(Point localization data)
┌──

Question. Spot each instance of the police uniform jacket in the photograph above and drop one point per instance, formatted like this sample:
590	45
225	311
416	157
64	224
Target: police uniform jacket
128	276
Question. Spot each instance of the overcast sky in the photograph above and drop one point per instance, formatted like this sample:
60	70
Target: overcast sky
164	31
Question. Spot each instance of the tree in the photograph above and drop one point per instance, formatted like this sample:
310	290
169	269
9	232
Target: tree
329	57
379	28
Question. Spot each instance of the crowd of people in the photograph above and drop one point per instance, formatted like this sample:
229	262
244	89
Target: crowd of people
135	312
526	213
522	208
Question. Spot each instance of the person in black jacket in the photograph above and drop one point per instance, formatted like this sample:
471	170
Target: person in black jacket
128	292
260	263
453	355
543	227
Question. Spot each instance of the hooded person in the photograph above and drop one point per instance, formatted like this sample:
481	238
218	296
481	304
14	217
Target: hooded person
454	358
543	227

└──

Your task:
Write an exact transcription of every entry above.

Response:
Question. Spot each instance of the police uniform jacket in the photograph above and drop one point per instance, formatted like this sample:
590	45
225	311
416	157
64	224
Target: police uniform jacket
128	276
Question. Spot each instance of the overcast sky in the photograph above and drop one point per instance, formatted like this sample:
60	70
Target: overcast sky
164	31
Question. Spot each instance of the tree in the photograph above and drop one point per instance, formatted like this sample:
310	290
169	269
9	232
Target: tree
329	57
379	28
Question. Spot each instance of the crowd of people in the photograph above and drop one point per instance, formatted like this sample:
229	262
244	89
Target: crowd of people
135	312
526	213
522	208
Question. Spot each instance of the person in black jacket in the photograph above and drop one point per instance, formatted like this sample:
471	170
Target: person in black jacket
128	292
260	263
453	355
543	227
Question. Spot each instance of the hooded person in the photograph above and drop one point per instance, formatted like this sample:
481	238
218	296
481	304
14	217
Target: hooded person
454	358
543	227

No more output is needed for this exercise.